● **SOLICITUD ESCRITA A**:
Responde con lo que dice el artículo sobre los eclipses:
(i) ¿De cuántos ministerios son los altos cargos del grupo que creó el Gobierno?
(ii) ¿Qué día y a qué hora se producirá el primer eclipse?
(iii) ¿Cuánto durará ese primer eclipse?

● **EXTRACTO DE PÁGINA**:
+++

Milio Mariño / Artículo de Opinión / Diario La Nueva España

lunes, 11 de agosto de 2025

Los eclipses pueden costar un ojo de la cara

Milio Mariño

Después de la rueda de prensa que siguió al Consejo de Ministros, antes de las vacaciones, el Gobierno anunció que había creado y puesto a trabajar a un grupo de altos cargos, de trece ministerios, para que planifiquen y organicen lo que sea necesario, al objeto de que no haya problemas con los tres eclipses de sol que están previstos para el año que viene, el siguiente y el otro.

Intenté razonar en serio, pero me costaba creerlo. Que un país alegre y despreocupado, como el nuestro, que se caracteriza por la improvisación, adopte medidas que no suscriben ni los más previsores es tan increíble que parece un despropósito. Y, tal vez lo sea si tenemos en cuenta que el primer eclipse se producirá el 12 de agosto de 2026, a las ocho y media de la tarde, y durará 1,48 minutos.

No me olvido de que también tendremos eclipses los dos años siguientes y no habrá otro hasta 2.081, pero ni con esas creo que esté justificado semejante despliegue. Aunque la disculpa sea que millones de personas estarán esperando ese momento, y hay que protegerlas, no puede ser que el Estado gaste una millonada en decirle a la gente que evite mirar al sol y en regalar gafas negras para que no utilicen inventos caseros. Si el Estado decide asumir, a su cargo, la responsabilidad de evitar irresponsabilidades, el gasto será estratosférico. No habrá presupuesto que lo resista.

+++

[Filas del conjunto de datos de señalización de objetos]
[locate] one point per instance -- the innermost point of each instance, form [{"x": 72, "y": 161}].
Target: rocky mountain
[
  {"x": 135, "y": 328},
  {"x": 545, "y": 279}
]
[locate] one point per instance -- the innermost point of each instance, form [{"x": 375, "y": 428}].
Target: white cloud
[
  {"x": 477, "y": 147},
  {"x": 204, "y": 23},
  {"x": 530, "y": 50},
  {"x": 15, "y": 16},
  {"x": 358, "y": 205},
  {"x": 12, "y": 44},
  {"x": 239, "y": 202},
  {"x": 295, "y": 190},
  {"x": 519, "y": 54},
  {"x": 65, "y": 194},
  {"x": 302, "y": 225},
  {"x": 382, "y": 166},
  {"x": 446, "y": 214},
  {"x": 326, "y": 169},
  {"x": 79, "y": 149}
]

+++

● **SOLICITUD ESCRITA B**: Reescribe todas las filas de arriba como una lista JSON de cadenas, con una cadena por cada línea y sin las líneas en blanco.

● **SOLUCIÓN A**:
(i) De trece ministerios.
(ii) El 12 de agosto de 2026, a las ocho y media de la tarde.
(iii) 1,48 minutos.

● **SOLUCIÓN B**:
[
  "[locate] one point per instance -- the innermost point of each instance, form [{\"x\": 72, \"y\": 161}].",
  "Target: rocky mountain",
  "[",
  "  {\"x\": 135, \"y\": 328},",
  "  {\"x\": 545, \"y\": 279}",
  "]",
  "[locate] one point per instance -- the innermost point of each instance, form [{\"x\": 375, \"y\": 428}].",
  "Target: white cloud",
  "[",
  "  {\"x\": 477, \"y\": 147},",
  "  {\"x\": 204, \"y\": 23},",
  "  {\"x\": 530, \"y\": 50},",
  "  {\"x\": 15, \"y\": 16},",
  "  {\"x\": 358, \"y\": 205},",
  "  {\"x\": 12, \"y\": 44},",
  "  {\"x\": 239, \"y\": 202},",
  "  {\"x\": 295, \"y\": 190},",
  "  {\"x\": 519, \"y\": 54},",
  "  {\"x\": 65, \"y\": 194},",
  "  {\"x\": 302, \"y\": 225},",
  "  {\"x\": 382, \"y\": 166},",
  "  {\"x\": 446, \"y\": 214},",
  "  {\"x\": 326, \"y\": 169},",
  "  {\"x\": 79, \"y\": 149}",
  "]"
]